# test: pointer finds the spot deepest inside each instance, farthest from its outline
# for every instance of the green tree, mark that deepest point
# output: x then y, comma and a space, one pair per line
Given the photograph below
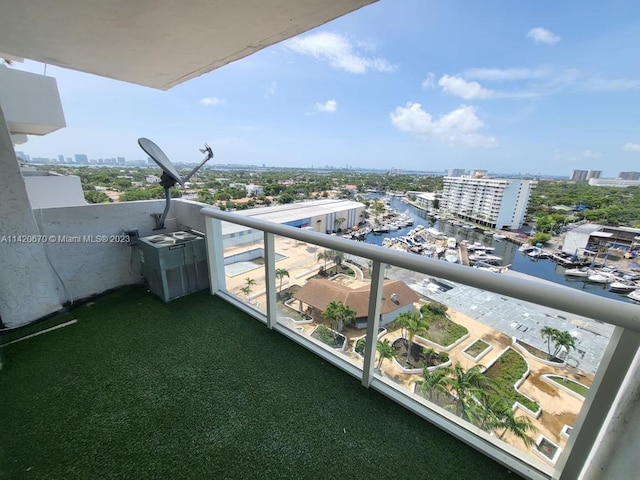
549, 333
435, 385
280, 274
563, 339
506, 420
385, 352
249, 282
93, 196
338, 314
467, 386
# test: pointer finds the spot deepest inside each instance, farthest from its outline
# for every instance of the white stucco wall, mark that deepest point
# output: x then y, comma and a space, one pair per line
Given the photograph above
46, 191
28, 287
88, 267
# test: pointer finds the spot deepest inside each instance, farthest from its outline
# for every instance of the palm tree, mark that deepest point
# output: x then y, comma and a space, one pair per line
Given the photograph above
337, 222
323, 256
467, 386
338, 314
247, 288
416, 325
435, 384
504, 418
280, 274
385, 352
563, 339
337, 256
550, 334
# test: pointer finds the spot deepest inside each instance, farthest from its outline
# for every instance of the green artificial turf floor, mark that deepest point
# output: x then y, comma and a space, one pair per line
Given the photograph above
196, 389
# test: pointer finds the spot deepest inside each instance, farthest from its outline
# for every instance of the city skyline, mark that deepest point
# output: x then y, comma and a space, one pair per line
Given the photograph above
418, 86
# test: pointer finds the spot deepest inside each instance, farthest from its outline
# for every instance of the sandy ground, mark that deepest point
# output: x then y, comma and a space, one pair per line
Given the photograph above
558, 407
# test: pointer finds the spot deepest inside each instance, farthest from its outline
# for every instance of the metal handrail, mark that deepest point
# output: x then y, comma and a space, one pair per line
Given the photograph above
558, 297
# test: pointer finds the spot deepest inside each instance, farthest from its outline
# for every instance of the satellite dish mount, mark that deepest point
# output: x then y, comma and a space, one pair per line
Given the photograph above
170, 175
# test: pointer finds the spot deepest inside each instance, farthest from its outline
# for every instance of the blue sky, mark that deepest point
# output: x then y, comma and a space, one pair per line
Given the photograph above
538, 87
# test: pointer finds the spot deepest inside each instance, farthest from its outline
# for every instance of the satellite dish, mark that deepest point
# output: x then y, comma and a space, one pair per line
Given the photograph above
161, 159
170, 175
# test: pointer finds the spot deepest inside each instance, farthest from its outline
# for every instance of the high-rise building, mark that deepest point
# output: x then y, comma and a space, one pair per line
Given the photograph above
495, 202
584, 175
629, 176
475, 173
579, 175
456, 172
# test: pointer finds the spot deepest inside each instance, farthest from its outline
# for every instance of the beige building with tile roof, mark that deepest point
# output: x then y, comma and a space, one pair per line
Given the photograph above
397, 297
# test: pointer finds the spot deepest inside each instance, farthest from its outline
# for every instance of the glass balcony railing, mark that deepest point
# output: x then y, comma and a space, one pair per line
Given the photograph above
523, 371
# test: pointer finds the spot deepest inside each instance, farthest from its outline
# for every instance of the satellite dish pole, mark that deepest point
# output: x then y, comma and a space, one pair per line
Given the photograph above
170, 175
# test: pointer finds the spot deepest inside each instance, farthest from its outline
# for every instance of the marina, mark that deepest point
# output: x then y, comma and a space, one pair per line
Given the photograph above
547, 266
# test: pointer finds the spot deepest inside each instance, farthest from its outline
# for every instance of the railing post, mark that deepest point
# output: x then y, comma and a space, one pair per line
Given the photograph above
215, 254
615, 365
373, 322
270, 278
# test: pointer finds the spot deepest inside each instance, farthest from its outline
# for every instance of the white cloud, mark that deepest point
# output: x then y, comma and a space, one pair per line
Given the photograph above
498, 74
339, 51
211, 101
330, 106
542, 35
458, 127
271, 90
631, 147
430, 81
591, 154
459, 87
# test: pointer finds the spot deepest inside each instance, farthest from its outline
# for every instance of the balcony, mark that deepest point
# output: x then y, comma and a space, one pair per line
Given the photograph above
195, 388
159, 368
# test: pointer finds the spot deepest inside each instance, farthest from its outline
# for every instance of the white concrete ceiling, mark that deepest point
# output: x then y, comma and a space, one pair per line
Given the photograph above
156, 43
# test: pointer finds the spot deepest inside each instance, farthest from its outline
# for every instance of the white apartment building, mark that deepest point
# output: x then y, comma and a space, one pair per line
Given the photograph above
494, 202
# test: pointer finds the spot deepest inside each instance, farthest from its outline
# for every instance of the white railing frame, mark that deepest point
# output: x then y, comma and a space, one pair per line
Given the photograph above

- [Short task] Count the lines of the material above that contain the word "building", and give only that number.

- [Solution for this problem] 3